REQUIREMENT 1: Using the pendulum project page, state why the project uses a microcontroller with limited capability. Answer in one to three sentences.

SOURCE TEXT:
--------------------------------
In this project you will design a feedback controller to stabilize an inverted pendulum. The basic steps are:
- system identification,
- controller design,
- implementation and verification.
The first and third steps require that you be able to program a microcontroller. All three steps, but particularly the second step, requires that you understand the course material.
This web page provides a description of the system and instructions to download a program. Read everything before the "Getting Started" section, but do not worry if you do not understand it all. You will probably have to re-read it several times.
One student in each group, probably the ME major, should read these sections. None of it is absolutely necessary to get the project to work. However, it describes the system, and that will make it easier to complete the project.
|The pendulum and controller are shown in the picture below. It is comprised of
The microcontroller is very inexpensive and has limited capability, as is realistic in industry where component costs are of significant importance.
The following elements are illustrated in the picture.
You will need to use one of the desktop computers in 212 or 213 Stinson-Remick. Those computers should have the following software installed:
There are 30 pendulum platforms and each group has been assigned to a specific one. They are stored in 214 S-R and must be returned to that room when you are finished.
All the software can be found in the start menu, except the compiler. To run that you need to open a command prompt (under Accessories) and type "m6811-elf-gcc". If it responds with "no input files" then it's installed. If it responds with "no recognized as an internal or external command" then it's not installed or is not in your path.
--------------------------------
MATERIAL:
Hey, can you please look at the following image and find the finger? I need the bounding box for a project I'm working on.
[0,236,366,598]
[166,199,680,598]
--------------------------------
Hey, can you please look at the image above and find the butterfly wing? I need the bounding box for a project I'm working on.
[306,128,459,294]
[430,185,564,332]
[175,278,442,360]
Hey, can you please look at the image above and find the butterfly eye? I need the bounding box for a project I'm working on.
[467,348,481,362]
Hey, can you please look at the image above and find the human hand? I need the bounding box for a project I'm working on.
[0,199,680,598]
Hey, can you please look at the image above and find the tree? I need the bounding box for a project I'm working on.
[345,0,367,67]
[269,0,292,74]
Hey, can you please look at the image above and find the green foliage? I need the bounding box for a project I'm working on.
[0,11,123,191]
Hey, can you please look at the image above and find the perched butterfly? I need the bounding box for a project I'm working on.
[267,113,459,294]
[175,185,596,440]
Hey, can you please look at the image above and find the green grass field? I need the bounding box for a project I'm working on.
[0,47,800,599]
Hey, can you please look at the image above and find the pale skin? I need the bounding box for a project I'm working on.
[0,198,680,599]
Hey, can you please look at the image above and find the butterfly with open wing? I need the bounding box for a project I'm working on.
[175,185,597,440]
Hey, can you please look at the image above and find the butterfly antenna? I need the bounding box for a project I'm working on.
--------------------------------
REQUIREMENT 2: Please render the records starting at the line containing "the green grass" and ending at the line containing "[0,198,680,599]" as a two-column CSV with the columns request and bounding_box. Give one row per request, put each value in a single quoted field, and replace any line breaks with spaces.

EXERCISE SOLUTION 1: The microcontroller is very inexpensive and has limited capability because that is realistic in industry, where component costs are of significant importance.

EXERCISE SOLUTION 2:
request,bounding_box
"Hey, can you please look at the image above and find the green grass field? I need the bounding box for a project I'm working on.","[0,47,800,599]"
"Hey, can you please look at the image above and find the pale skin? I need the bounding box for a project I'm working on.","[0,198,680,599]"